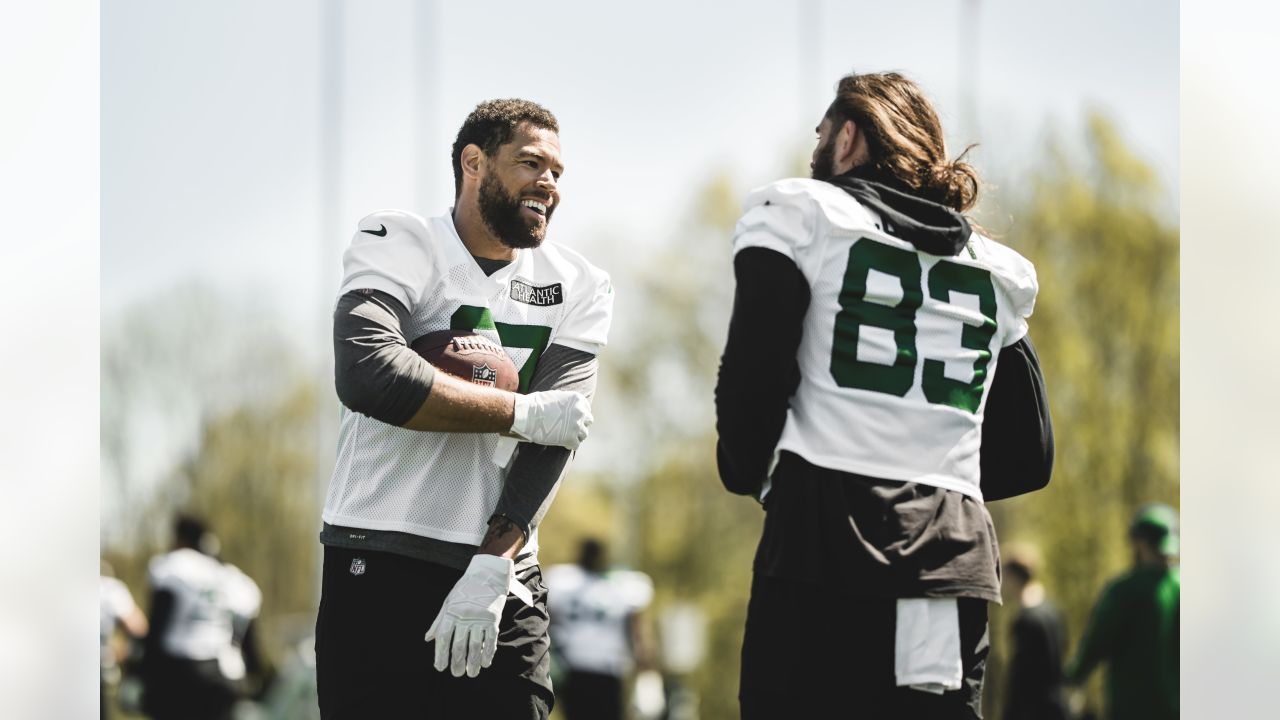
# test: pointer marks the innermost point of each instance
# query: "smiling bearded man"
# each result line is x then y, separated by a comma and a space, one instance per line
433, 602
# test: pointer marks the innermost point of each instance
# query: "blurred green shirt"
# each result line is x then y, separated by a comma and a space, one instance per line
1134, 629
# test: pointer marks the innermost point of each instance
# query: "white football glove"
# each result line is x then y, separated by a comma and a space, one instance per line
552, 417
466, 629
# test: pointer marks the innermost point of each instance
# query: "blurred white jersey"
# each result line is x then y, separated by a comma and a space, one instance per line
899, 346
211, 605
444, 486
590, 615
114, 602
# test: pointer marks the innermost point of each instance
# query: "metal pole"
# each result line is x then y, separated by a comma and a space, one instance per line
425, 103
809, 45
328, 245
968, 48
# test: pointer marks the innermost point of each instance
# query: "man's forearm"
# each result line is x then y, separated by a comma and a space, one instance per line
536, 469
460, 406
379, 376
758, 369
503, 538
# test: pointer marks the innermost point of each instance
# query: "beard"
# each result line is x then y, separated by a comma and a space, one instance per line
824, 164
501, 213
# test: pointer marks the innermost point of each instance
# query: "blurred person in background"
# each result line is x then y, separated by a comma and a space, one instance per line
597, 630
201, 641
430, 528
1038, 634
117, 613
1134, 625
876, 343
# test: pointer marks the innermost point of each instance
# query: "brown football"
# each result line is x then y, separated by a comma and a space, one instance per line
470, 356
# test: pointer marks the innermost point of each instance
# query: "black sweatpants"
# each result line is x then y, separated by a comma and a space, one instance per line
803, 662
371, 660
178, 688
592, 696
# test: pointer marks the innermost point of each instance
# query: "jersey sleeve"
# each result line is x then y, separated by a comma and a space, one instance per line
778, 217
389, 251
1015, 277
586, 322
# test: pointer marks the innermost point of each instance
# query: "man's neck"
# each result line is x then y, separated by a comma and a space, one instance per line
476, 236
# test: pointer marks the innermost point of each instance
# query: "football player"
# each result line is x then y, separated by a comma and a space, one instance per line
195, 657
599, 638
433, 602
877, 343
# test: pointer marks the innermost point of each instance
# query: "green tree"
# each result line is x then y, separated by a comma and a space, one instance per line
1106, 329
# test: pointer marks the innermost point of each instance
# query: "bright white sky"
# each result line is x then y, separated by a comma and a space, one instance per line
214, 113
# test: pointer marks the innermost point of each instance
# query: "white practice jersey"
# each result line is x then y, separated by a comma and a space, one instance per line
446, 486
114, 604
210, 602
590, 615
899, 346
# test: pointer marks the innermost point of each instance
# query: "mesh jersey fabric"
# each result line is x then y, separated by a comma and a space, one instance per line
881, 309
444, 486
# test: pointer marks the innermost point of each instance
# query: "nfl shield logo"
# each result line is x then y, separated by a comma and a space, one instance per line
484, 376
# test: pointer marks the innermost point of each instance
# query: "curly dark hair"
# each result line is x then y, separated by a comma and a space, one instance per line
492, 124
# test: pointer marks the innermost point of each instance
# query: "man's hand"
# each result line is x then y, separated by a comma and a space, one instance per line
553, 417
467, 624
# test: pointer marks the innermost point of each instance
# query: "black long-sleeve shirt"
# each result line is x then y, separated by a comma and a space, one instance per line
867, 536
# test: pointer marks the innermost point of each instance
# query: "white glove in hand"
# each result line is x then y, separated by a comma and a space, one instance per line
467, 624
552, 417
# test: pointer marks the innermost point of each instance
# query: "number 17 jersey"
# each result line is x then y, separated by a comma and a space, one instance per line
899, 346
446, 486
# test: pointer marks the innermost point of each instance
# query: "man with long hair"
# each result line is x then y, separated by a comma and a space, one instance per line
877, 343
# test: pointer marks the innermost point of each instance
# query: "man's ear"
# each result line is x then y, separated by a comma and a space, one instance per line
846, 145
472, 160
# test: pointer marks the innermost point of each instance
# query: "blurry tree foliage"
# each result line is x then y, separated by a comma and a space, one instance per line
1106, 329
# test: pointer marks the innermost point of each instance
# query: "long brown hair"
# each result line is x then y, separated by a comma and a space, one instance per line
904, 137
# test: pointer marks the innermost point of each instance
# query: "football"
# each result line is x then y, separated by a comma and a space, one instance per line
469, 356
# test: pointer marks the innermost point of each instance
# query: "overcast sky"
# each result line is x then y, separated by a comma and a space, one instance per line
219, 123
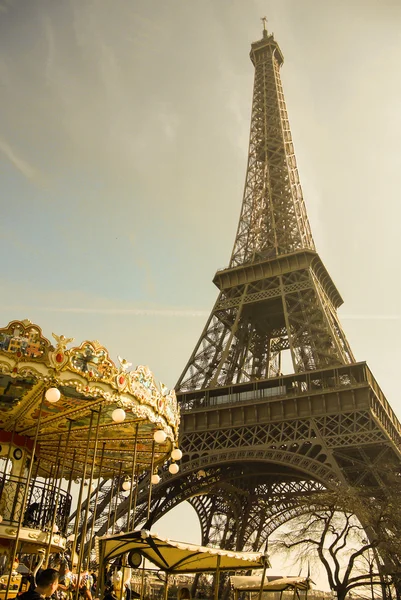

- - -

Locate every line in the records that contains the word "black" and copy each of those lines.

# query: "black sweatpants"
# query: "black long-sleeve shirt"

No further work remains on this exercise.